Бессмертная стрекоза. Дмитрий Воденников
опробовал Молох железное нутро —
Твой выбор был не так уж плох, покойница Гуро.
Покойница Гуро еще отыграет свою роль: она успеет сказать всем нам «отомри» – и мы отомрем.
Мы все еще отомрем, да, дядя Ваня?
Она склонялась над котлом, где булькала вода, —
Вертясь винтом, варились в нем волчцы и лебеда,
Кто приносил ей изумруд, а кто совал пятак —
Она хватала, что дадут, и припевала так:
«Никто не может знать, зачем
над нами волен тот,
Кто нас осушит, а затем
по горлышко нальет,
Кто нас отпустит, а потом
до смерти прикует».
Зима всех до смерти приковала, пригнула к земле, певцов из 1913-го и далее годов налила по самое горлышко другим временем, другими звуками.
В общем, слушать этот диск было неуютно.
Потому что вдруг стало очень понятно, почему, собственно, революция произошла. Слишком много крыжовника, слишком уж белые крахмальные скатерти, слишком уж красиво на этой даче. Да и в городе тоже слишком красиво. И горничная обед подает, и супница ослепительная, и слушает она это чтение на фонограф, а потом говорит дворнику: «Опять загундели».
А дворник ничего ей в ответ. Его же дальше двери не пускают, он эту супницу, может, и в глаза не видел. (Где-то я прочитал, что после революции дворники особенно лютовали. Их можно понять: получали копейки, делали много, а видели еще больше. Поэтому ненавидели от души.)
Вполне вероятно, что сейчас дворник просто ждет, когда же все это нежное, фарфоровое, кисейное, высокоголосое окончательно захиреет, истончится, разобьется фарфоровой супницей, усохнет и будет смыто коллективным Зощенко (не автором, конечно, – его героями).
Так вот, два года тому назад, а именно в городе Саратове, произошли такие мелкомещанские события. Один довольно-таки безыдейный молодой человек Серёжа Хренов, а именно служащий, или вернее браковщик-приемщик с одного учреждения, начал вроде как ухаживать за одной барышней, за одной, скажем, работницей. Или она за ним начала ухаживать. Сейчас за давностью времени нету возможности в этом разобраться. Только известно, что стали их вместе замечать на саратовских улицах.
━━━━━━━━━━━━━━━━━━━━━━━━━━━━━━
> _Задание 1_:
Определите, согласуется ли с текстовым блоком каждое из утверждений: (а) Серёжа Хренов работал браковщиком-приемщиком в учреждении; (б) дворника пускали дальше двери; (в) события в Саратове произошли пять лет назад. Для каждого ответьте «да» или «нет» и приведите решающие слова текстового блока в точной цитате.

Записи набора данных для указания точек
━━━━━━━━━━━━━━━━━━━━━━━━━━━━━━
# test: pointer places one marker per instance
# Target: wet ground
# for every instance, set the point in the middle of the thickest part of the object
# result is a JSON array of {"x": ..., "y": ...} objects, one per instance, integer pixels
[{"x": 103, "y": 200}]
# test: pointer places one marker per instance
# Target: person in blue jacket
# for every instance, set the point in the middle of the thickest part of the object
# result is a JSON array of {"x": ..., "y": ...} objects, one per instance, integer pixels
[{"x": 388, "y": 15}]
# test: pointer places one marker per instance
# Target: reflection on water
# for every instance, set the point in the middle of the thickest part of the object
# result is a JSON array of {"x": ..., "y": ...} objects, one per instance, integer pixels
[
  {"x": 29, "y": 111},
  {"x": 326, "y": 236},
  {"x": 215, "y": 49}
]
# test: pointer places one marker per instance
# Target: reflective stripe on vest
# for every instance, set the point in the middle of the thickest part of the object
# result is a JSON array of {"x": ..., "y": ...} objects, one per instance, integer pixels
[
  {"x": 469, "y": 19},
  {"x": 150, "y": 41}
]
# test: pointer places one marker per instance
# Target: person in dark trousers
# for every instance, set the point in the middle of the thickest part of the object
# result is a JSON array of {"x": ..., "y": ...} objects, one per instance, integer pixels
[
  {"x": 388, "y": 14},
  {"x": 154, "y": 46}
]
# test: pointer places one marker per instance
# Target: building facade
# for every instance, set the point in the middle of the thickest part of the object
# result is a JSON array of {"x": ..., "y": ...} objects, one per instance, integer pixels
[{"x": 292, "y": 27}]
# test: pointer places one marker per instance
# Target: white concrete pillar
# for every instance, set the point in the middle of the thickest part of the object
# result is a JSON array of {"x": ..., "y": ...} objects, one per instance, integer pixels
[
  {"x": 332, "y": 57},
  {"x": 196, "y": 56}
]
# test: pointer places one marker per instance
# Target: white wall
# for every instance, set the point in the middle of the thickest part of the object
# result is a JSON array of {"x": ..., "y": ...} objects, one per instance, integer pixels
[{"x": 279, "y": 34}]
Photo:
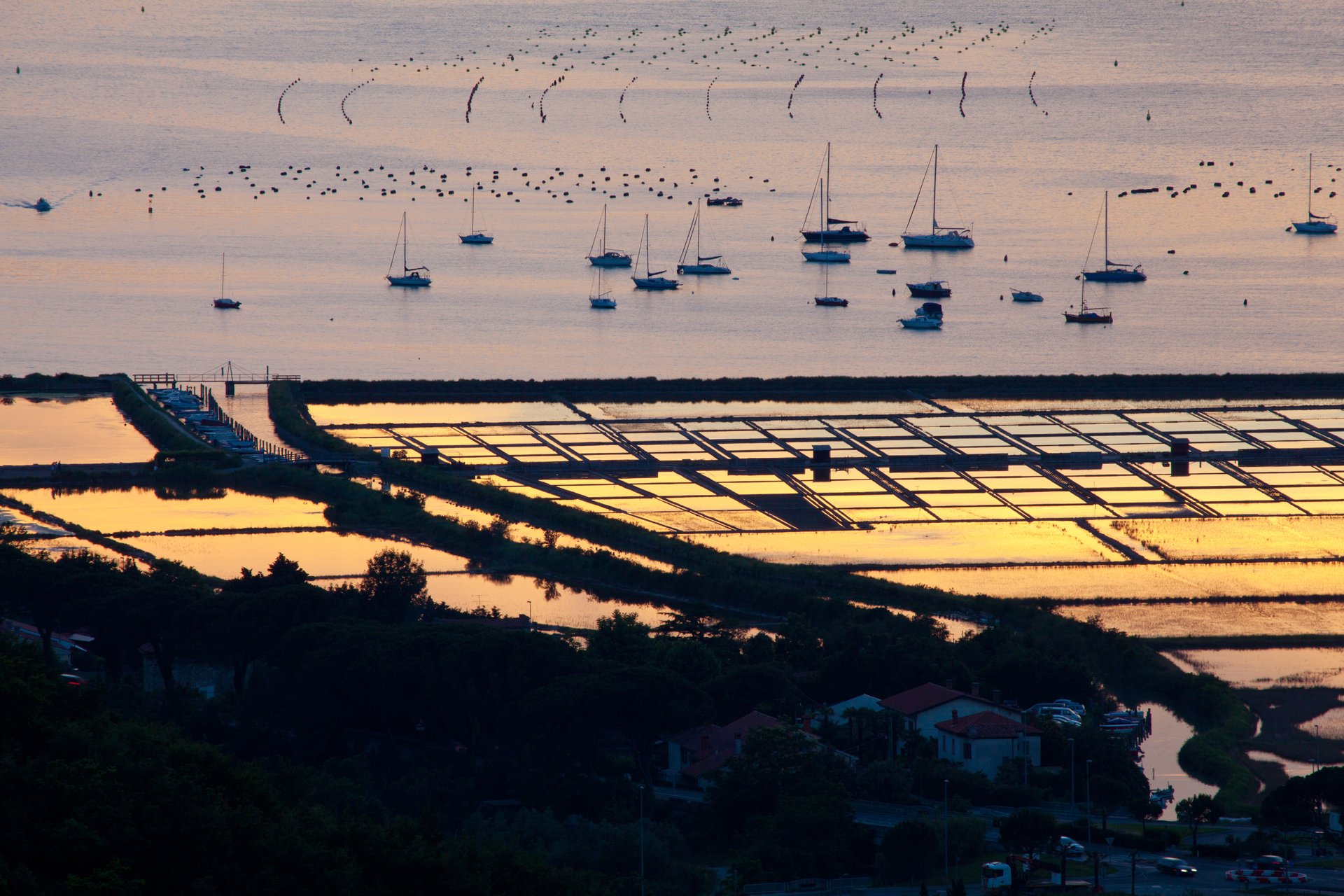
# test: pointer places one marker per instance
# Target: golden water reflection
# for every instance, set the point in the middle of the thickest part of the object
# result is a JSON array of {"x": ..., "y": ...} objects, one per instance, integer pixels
[
  {"x": 438, "y": 413},
  {"x": 1022, "y": 542},
  {"x": 152, "y": 511},
  {"x": 1123, "y": 582},
  {"x": 1211, "y": 620},
  {"x": 70, "y": 430}
]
━━━━━━━━━━━━━━━━━━━━━━━━━━━━━━
> _Задание 2_:
Сообщите все строки записей, в которых встречается слово "water", переписав каждую такую строку полностью. Регистр букв учитывается.

> _Полный ответ 1_:
(а) Да: «служащий, или вернее браковщик-приемщик с одного учреждения».
(б) Нет: «Его же дальше двери не пускают».
(в) Нет: «два года тому назад, а именно в городе Саратове, произошли такие мелкомещанские события».

> _Полный ответ 2_:
# Target: reflection on water
# Target: golden water reflection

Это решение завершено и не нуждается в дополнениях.